* Dataset excerpt
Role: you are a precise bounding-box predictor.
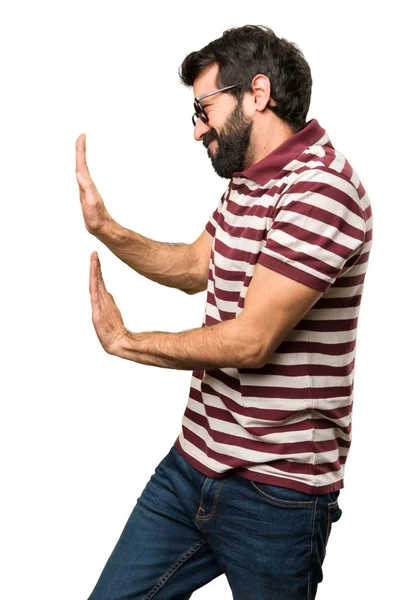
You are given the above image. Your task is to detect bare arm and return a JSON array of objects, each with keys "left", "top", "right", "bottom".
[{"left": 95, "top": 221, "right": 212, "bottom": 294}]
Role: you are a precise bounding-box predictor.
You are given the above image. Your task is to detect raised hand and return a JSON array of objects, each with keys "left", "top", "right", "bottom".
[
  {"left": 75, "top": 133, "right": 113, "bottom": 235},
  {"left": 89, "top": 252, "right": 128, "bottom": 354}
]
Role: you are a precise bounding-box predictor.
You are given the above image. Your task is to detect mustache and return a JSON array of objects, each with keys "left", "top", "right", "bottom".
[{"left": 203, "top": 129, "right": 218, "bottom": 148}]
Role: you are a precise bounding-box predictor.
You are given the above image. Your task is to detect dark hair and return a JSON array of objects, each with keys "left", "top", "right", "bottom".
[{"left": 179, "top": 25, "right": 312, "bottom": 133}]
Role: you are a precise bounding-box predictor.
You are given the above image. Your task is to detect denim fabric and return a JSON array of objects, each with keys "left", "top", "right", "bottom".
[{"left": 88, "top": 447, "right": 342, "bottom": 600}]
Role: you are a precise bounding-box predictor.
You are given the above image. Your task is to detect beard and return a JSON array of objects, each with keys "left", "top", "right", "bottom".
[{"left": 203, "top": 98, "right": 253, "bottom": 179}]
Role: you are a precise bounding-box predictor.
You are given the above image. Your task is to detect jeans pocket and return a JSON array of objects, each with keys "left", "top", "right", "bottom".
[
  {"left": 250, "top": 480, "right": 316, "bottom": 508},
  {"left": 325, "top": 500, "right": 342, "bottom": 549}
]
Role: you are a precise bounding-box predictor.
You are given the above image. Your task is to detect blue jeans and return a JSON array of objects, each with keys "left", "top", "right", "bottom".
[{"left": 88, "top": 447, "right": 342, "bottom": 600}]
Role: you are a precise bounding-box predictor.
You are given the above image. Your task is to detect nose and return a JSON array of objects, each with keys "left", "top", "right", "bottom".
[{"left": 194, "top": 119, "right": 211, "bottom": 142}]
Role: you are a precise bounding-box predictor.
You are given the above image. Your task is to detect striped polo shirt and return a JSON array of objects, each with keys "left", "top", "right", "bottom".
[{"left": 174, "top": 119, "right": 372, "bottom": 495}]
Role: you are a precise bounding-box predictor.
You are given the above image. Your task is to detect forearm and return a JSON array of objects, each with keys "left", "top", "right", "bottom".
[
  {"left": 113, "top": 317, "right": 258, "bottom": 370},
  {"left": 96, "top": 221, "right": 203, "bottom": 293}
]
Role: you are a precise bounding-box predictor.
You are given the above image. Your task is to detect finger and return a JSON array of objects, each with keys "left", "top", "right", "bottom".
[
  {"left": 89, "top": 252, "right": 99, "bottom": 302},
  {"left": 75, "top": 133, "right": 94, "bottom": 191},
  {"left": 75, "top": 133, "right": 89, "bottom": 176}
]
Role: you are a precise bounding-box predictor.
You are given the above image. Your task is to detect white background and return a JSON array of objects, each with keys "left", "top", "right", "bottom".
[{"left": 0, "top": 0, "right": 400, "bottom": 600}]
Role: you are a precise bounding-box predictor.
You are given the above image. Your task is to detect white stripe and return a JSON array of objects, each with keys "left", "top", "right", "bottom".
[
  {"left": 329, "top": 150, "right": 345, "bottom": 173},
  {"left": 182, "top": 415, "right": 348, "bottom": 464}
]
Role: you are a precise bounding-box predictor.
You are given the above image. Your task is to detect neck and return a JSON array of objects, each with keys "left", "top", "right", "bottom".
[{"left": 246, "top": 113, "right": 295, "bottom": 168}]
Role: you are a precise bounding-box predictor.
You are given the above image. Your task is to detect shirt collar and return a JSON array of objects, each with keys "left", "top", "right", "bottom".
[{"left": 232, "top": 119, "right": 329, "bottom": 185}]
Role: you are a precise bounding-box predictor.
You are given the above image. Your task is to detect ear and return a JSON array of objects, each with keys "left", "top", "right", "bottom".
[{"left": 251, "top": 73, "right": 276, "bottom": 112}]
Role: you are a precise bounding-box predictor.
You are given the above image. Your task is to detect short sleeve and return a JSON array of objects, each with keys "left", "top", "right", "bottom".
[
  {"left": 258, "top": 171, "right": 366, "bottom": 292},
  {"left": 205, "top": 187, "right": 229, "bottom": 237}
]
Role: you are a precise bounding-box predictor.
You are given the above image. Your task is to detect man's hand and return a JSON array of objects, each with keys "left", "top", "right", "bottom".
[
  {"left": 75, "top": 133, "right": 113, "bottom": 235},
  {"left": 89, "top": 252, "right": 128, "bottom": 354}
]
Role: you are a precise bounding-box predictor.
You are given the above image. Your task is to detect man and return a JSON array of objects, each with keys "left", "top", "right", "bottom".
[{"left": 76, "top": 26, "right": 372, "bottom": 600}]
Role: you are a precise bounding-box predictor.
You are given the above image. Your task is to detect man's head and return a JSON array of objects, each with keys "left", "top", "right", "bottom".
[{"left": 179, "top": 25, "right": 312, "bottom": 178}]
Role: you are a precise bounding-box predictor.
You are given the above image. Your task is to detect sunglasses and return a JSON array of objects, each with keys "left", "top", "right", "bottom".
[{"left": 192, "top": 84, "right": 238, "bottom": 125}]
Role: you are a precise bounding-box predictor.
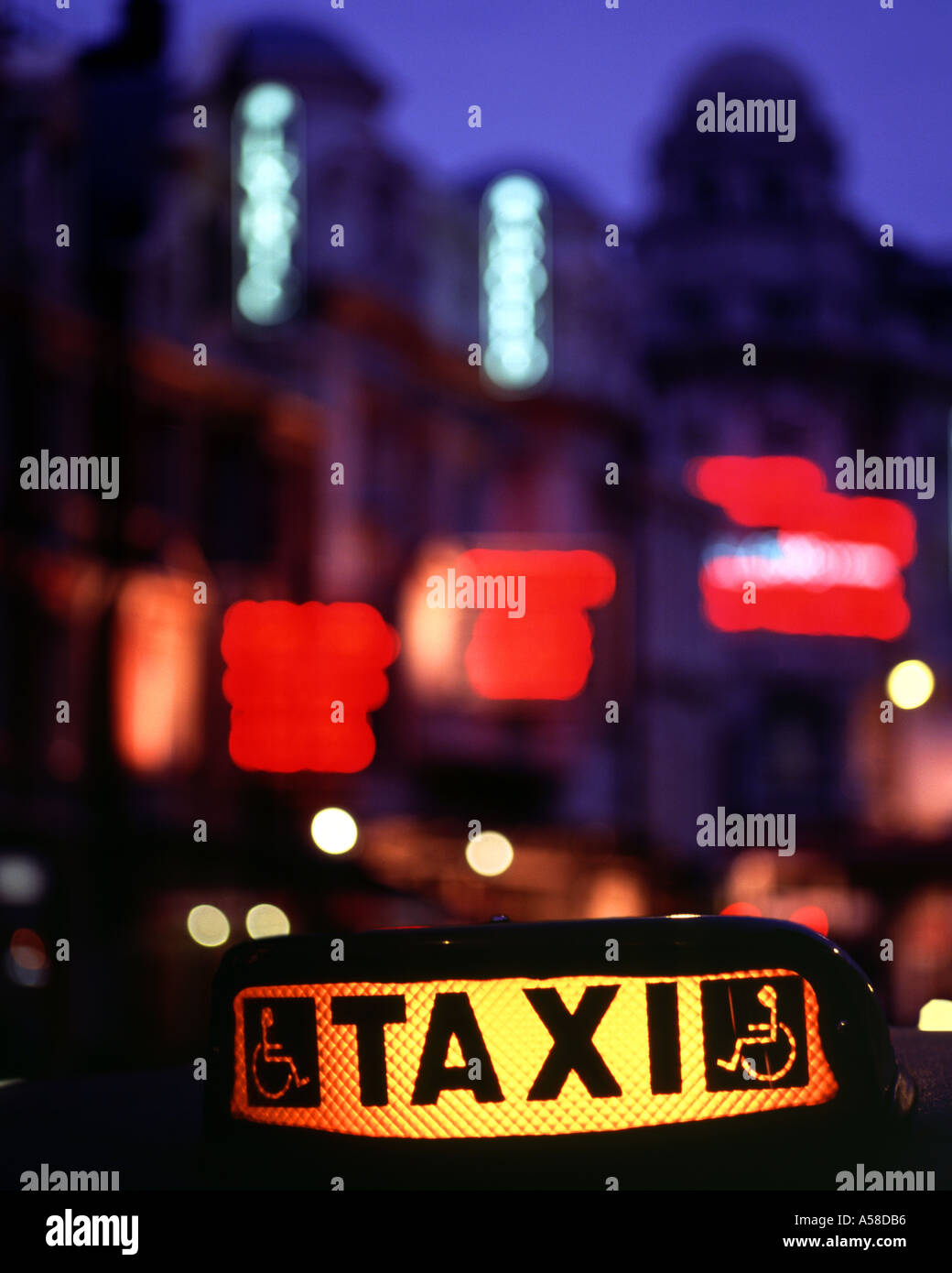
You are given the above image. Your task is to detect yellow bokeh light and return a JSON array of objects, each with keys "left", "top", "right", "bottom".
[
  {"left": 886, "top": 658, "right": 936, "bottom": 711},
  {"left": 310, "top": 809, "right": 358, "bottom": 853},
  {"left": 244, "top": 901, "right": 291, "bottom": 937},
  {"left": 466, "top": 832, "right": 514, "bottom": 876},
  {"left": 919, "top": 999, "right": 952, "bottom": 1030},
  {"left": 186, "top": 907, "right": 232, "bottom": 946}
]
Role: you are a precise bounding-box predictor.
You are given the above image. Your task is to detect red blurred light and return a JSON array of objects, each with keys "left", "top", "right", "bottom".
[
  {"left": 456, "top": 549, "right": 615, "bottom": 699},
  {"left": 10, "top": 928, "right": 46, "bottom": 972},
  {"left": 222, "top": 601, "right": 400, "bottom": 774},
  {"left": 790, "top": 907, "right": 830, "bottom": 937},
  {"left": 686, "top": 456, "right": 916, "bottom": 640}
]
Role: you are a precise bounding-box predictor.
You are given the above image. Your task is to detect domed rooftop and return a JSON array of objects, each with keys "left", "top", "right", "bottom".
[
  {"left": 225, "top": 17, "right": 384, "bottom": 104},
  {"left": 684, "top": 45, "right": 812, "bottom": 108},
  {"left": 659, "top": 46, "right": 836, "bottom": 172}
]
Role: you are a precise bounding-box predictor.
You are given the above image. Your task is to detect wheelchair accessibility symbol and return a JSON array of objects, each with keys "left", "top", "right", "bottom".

* TASK DESCRIPTION
Return each line in the records above that contains the string "hand".

* OUTPUT OF THE EXERCISE
You are given the above image. Your task is to detect raised hand and return a JSON array of objects, each with keys "left", "top", "right", "bottom".
You are given the above image. Your task is to detect man's hand and return a JSON array of objects, each with keys "left", "top", "right", "bottom".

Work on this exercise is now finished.